PROBLEM:
Report back each line of the records that contains the string "collapsed".
--- START ---
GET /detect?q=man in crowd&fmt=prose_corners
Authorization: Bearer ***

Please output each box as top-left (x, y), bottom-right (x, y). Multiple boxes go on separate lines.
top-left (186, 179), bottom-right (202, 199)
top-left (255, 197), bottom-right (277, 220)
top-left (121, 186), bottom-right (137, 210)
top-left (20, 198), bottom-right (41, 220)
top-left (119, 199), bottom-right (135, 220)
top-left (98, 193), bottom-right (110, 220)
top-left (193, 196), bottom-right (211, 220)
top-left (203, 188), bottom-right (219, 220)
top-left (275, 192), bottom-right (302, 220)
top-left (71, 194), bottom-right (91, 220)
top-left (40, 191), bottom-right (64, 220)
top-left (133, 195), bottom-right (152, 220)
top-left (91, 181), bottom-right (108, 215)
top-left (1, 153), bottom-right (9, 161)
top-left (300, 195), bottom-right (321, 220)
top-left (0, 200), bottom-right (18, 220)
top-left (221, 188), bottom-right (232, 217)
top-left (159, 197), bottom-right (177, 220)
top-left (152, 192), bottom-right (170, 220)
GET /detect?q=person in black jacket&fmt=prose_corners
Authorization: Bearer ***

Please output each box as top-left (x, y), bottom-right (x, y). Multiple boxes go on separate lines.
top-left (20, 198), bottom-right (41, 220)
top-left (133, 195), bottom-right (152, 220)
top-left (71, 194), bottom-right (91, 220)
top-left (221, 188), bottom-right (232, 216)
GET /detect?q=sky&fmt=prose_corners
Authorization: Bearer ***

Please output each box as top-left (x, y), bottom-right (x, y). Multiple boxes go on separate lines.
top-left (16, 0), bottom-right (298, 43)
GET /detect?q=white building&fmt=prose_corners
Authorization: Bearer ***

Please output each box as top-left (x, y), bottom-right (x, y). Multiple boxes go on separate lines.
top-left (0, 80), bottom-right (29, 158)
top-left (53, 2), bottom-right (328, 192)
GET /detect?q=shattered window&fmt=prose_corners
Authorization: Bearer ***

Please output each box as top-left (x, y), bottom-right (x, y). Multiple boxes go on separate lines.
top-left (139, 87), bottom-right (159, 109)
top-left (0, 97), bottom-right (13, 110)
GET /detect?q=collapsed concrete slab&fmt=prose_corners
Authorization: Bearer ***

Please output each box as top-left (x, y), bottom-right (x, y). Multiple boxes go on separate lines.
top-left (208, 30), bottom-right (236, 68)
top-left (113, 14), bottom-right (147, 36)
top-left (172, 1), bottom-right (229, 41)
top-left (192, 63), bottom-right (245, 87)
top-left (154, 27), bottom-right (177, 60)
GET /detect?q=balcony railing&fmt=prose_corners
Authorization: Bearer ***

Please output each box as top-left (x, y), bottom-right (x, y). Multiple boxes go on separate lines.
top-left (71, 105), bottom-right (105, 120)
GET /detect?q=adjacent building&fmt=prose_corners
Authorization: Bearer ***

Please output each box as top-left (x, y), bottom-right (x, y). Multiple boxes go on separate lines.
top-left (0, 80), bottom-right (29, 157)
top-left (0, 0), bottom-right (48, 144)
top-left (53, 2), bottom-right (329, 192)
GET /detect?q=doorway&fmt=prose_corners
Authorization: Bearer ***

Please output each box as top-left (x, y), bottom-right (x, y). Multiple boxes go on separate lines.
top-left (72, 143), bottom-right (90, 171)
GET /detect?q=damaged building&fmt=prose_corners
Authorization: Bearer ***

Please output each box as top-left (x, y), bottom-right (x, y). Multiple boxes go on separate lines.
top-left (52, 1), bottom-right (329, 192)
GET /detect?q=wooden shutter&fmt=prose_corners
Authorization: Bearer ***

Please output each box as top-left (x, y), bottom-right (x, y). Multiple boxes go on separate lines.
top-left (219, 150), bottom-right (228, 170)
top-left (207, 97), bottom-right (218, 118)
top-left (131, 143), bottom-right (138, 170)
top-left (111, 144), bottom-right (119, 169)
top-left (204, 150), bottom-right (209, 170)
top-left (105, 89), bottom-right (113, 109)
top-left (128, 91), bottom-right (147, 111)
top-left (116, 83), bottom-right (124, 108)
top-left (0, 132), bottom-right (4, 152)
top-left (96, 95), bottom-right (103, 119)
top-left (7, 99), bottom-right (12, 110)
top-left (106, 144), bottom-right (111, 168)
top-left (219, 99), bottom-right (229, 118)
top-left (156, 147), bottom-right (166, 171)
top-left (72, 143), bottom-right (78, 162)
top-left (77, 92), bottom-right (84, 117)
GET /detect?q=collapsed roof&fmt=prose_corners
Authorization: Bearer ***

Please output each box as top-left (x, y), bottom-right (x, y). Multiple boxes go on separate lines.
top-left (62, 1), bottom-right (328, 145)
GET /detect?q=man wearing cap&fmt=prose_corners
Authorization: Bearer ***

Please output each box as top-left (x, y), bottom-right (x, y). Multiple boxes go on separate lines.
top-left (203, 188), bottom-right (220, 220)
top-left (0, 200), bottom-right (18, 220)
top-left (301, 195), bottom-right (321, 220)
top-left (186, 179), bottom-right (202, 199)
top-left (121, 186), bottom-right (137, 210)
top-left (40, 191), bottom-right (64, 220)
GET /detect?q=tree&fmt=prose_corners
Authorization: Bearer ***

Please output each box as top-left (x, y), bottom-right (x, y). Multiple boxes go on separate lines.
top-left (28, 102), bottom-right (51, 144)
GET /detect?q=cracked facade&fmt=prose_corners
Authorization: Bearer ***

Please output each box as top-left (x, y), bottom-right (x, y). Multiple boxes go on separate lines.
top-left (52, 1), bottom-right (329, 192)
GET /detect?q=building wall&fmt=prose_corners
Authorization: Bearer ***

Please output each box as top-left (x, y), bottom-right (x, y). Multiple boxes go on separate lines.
--- END ---
REPLY TO THE EXERCISE:
GET /detect?q=collapsed concrete slab&fmt=prose_corners
GET /detect?q=collapsed roof&fmt=prose_corners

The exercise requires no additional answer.